§ EXERCISE GOAL
In the data that follows, find the line containing "point_to MUST indicate the csb"; then quote that line and every line after it, exactly, through the last one.
--- START EXERCISE INPUT ---
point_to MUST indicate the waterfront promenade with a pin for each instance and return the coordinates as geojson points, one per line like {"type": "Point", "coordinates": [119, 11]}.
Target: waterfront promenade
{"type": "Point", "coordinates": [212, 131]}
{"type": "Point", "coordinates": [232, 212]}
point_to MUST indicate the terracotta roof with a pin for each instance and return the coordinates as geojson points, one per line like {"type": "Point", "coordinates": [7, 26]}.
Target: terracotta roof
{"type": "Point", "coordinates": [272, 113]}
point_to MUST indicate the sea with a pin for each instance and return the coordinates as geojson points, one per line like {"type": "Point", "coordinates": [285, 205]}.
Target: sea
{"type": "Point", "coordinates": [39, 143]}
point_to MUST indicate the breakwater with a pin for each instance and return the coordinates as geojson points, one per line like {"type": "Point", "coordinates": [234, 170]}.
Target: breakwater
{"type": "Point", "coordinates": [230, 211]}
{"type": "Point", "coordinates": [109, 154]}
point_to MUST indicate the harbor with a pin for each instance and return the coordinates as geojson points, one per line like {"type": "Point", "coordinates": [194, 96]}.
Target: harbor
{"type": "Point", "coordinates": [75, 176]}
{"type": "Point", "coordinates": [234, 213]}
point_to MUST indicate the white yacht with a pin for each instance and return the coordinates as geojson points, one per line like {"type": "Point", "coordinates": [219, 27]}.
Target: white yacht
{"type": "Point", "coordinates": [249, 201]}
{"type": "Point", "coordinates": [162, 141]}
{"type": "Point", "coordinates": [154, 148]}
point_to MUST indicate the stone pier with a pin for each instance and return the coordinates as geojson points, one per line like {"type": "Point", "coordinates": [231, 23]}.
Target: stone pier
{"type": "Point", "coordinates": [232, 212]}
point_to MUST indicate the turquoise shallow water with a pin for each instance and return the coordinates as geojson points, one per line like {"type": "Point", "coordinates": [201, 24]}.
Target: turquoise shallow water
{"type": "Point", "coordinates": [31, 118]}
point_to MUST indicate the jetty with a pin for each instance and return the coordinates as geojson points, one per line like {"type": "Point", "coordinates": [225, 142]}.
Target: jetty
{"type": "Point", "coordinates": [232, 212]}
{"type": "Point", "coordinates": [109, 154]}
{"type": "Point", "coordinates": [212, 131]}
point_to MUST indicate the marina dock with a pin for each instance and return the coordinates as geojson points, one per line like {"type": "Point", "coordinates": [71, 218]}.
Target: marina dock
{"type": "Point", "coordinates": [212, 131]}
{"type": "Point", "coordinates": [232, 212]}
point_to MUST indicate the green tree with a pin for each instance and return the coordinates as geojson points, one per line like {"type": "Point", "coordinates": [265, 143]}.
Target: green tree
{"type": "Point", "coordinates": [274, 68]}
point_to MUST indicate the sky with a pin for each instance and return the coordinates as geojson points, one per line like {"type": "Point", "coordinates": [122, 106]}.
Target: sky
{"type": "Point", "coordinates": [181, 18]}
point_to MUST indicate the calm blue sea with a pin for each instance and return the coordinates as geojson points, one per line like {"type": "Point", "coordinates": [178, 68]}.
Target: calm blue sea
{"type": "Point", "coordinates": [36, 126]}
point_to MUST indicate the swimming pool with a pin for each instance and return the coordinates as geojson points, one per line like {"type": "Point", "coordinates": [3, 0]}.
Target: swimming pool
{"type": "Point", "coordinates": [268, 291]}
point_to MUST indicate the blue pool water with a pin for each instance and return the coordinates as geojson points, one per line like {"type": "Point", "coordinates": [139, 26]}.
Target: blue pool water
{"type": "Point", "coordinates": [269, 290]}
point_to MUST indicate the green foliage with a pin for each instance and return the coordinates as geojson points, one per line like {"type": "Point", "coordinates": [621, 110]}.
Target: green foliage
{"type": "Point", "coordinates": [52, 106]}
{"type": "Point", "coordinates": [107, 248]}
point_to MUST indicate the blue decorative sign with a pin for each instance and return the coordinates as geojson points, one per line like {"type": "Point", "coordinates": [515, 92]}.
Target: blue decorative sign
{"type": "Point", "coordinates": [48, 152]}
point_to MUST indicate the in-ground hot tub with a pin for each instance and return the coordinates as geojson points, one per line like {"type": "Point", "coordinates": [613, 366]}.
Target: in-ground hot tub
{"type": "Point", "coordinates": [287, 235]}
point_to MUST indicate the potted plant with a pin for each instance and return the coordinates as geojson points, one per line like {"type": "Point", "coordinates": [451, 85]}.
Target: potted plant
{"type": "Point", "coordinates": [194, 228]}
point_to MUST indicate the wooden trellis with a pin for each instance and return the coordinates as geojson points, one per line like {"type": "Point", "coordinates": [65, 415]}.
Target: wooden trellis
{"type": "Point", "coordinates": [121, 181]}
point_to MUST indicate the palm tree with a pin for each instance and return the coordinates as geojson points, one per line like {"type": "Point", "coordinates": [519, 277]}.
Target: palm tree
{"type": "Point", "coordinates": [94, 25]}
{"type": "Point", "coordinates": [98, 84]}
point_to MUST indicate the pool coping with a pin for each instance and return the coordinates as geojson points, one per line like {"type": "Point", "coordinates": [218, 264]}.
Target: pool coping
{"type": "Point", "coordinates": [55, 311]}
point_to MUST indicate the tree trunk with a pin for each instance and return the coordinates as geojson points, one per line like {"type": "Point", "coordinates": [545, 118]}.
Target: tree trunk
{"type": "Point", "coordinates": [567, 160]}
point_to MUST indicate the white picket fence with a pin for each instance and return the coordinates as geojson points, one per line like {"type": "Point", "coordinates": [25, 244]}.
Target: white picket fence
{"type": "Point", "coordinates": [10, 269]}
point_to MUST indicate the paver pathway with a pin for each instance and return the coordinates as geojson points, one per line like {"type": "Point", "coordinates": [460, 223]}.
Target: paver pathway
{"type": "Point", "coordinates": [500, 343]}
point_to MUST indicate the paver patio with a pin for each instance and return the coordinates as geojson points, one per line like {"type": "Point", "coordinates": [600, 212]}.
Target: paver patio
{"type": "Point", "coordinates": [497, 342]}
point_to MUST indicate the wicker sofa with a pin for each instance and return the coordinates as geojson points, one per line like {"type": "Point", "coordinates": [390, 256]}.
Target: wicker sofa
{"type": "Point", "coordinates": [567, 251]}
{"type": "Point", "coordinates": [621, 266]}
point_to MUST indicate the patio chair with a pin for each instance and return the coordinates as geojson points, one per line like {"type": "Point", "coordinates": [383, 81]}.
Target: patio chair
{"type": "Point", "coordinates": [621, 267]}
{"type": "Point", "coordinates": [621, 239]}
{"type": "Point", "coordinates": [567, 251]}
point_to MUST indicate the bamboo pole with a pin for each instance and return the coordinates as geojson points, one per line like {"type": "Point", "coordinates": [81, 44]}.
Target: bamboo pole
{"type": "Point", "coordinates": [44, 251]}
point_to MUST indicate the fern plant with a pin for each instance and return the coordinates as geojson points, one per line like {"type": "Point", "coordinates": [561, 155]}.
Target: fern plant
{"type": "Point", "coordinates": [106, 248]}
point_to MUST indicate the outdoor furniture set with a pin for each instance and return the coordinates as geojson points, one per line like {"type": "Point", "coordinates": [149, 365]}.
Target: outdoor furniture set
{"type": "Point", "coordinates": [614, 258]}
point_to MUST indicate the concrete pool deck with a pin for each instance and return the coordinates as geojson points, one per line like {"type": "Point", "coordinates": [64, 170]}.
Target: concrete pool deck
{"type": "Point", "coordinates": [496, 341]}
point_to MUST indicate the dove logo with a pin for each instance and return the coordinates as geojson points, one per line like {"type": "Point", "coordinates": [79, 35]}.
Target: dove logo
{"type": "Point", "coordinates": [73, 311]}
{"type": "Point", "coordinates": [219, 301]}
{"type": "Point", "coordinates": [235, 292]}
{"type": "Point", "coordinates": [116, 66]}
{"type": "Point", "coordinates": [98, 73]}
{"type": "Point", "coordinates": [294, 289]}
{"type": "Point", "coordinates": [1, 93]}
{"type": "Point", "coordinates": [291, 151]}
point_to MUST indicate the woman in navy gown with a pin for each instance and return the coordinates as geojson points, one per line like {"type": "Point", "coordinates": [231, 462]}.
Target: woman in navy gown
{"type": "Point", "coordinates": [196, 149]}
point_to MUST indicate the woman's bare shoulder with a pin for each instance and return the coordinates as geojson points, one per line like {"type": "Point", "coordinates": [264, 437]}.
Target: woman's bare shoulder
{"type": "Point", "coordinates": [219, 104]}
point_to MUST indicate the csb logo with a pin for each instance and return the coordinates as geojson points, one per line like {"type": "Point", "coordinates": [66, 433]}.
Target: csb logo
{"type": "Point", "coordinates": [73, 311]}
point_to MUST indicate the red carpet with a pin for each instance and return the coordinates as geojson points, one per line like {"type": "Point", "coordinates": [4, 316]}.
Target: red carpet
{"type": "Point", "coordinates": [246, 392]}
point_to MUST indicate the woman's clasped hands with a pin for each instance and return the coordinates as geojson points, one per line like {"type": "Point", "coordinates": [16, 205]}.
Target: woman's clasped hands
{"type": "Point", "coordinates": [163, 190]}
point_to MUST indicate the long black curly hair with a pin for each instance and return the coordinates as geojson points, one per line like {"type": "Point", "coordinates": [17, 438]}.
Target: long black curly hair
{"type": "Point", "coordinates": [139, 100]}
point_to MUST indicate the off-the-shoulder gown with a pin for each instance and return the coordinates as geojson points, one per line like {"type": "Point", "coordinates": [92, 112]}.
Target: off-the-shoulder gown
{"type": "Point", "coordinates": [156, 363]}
--- END EXERCISE INPUT ---
§ OUTPUT FOR THIS EXERCISE
point_to MUST indicate the csb logo with a pin for each instance and return the coordinates as geojson points, one per line like {"type": "Point", "coordinates": [66, 433]}.
Target: csb logo
{"type": "Point", "coordinates": [73, 311]}
point_to MUST indicate the red carpet with a pin for each instance and return the coordinates as geojson points, one per line like {"type": "Point", "coordinates": [4, 316]}.
Target: red carpet
{"type": "Point", "coordinates": [246, 392]}
point_to MUST indicate the woman's clasped hands with a pin for each instance and return the coordinates as geojson points, one per line like {"type": "Point", "coordinates": [16, 205]}.
Target: woman's clasped hands
{"type": "Point", "coordinates": [163, 190]}
point_to MUST indicate the long black curly hair with a pin for each instance and return the coordinates as geojson points, one per line like {"type": "Point", "coordinates": [17, 438]}.
Target: long black curly hair
{"type": "Point", "coordinates": [139, 100]}
point_to MUST indicate the off-the-shoulder gown with a pin for each instance and return the coordinates as geojson points, one per line like {"type": "Point", "coordinates": [92, 112]}.
Target: off-the-shoulder gown
{"type": "Point", "coordinates": [156, 363]}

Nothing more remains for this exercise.